Passage =>
A software update for prison recordkeeping was operational in three prisons (La Chorrera, Llano Marin, and La Joyita); the rest of the prisons used an older version. Judges may order probation as an alternative to sentencing for nonviolent juvenile offenders. During the year judges placed 551 nonviolent juvenile offenders on probation, which required psychological counseling, regular school attendance, and regular meetings with a social worker. Eleven juvenile offenders had been granted house arrest as of December. The new accusatory justice system, active in four provinces at year’s end, includes provisions for plea bargaining and thus reduces imprisonment of nonviolent adult offenders (see section 1.e.).
The 2011 pilot program for electronic monitoring for nonviolent pretrial inmates was suspended during the year. The devices were being repurposed for enforcement of the new femicide law, which stipulates that bracelets are required to enforce restraining orders.
Prisoners could submit complaints to judicial authorities without censorship and request investigation of credible allegations of inhumane conditions, but authorities did not document the results of such investigations in a publicly accessible manner. The Ombudsman’s Office negotiated and petitioned on behalf of prisoners and received complaints about prison conditions. The Ombudsman’s Office also conducted weekly prison visits, and the government generally did not monitor its meetings with prisoners. As of November the Ombudsman’s Office had received one complaint of physical abuse committed by a PNP agent.
Prisoners at most facilities had reasonable access to visitors and could observe their religious practices. The Catholic nongovernmental organization (NGO) Justice and Peace made regular visits and reported unobstructed access by various church groups of different faiths. Authorities limited prison access for religious groups to a maximum of two religious representatives at a time and required them to submit an annual action plan to justify access to prisoners.

Extracted information =>
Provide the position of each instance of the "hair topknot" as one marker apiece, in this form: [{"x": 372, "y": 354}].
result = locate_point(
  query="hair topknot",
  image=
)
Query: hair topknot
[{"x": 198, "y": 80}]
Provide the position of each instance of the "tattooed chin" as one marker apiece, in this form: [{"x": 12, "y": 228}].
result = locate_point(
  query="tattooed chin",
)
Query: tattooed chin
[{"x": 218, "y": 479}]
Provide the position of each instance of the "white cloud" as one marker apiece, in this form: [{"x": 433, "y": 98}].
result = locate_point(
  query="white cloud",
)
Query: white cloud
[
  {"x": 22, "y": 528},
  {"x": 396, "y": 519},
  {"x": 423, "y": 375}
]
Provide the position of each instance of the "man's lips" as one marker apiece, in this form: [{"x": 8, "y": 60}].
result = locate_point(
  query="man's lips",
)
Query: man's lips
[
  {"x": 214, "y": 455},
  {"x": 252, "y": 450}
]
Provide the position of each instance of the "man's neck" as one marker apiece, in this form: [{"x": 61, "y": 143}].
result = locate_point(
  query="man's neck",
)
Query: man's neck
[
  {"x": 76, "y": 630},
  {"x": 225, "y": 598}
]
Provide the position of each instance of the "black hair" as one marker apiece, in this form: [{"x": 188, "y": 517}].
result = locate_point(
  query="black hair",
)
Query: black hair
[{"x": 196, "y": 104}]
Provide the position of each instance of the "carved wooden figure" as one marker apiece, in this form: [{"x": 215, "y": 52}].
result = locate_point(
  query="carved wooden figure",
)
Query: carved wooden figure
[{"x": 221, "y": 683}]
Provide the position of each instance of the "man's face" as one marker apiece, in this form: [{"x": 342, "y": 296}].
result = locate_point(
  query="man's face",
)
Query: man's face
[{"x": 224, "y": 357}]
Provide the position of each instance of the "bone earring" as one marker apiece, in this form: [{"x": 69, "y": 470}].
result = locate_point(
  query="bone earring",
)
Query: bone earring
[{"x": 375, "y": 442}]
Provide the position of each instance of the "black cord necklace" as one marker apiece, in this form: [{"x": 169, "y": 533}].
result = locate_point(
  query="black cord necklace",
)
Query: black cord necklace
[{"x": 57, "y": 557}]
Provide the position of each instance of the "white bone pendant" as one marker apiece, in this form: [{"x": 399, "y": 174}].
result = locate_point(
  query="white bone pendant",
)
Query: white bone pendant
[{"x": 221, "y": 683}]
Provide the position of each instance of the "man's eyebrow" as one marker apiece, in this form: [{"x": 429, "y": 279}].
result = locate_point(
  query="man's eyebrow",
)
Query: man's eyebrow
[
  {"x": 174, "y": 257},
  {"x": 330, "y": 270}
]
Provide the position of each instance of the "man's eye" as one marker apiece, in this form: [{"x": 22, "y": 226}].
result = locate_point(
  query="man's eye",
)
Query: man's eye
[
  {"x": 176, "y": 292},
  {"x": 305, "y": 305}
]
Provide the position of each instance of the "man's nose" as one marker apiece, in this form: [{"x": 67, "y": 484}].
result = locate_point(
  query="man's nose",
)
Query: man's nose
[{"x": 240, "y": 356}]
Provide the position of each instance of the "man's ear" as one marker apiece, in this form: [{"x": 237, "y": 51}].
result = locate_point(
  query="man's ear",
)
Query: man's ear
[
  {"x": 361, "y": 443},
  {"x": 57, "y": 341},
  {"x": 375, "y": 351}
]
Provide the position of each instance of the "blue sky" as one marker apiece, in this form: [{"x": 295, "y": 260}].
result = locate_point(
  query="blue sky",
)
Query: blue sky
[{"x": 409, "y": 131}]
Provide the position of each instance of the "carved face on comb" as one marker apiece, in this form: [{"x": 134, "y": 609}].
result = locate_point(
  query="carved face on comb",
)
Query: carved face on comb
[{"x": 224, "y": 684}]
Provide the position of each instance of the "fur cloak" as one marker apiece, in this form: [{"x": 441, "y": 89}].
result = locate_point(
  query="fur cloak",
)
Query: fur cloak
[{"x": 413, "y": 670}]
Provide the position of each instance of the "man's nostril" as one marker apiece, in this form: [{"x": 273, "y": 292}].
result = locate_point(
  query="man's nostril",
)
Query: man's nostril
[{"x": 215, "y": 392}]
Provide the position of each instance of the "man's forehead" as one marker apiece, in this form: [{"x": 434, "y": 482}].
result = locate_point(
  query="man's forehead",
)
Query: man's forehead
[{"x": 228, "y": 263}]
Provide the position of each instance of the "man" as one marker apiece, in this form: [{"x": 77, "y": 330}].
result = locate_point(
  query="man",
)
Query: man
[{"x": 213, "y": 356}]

Assignment 1 => In the passage on prison conditions, how many nonviolent juvenile offenders did judges place on probation during the year?
Assignment 2 => Reproduce word for word the part of the passage on prison conditions that begins at the words "A software update" and stops after "(see section 1.e.).".
The items come from a separate source, not from the passage on prison conditions.

Your solution 1 => 551

Your solution 2 =>
A software update for prison recordkeeping was operational in three prisons (La Chorrera, Llano Marin, and La Joyita); the rest of the prisons used an older version. Judges may order probation as an alternative to sentencing for nonviolent juvenile offenders. During the year judges placed 551 nonviolent juvenile offenders on probation, which required psychological counseling, regular school attendance, and regular meetings with a social worker. Eleven juvenile offenders had been granted house arrest as of December. The new accusatory justice system, active in four provinces at year’s end, includes provisions for plea bargaining and thus reduces imprisonment of nonviolent adult offenders (see section 1.e.).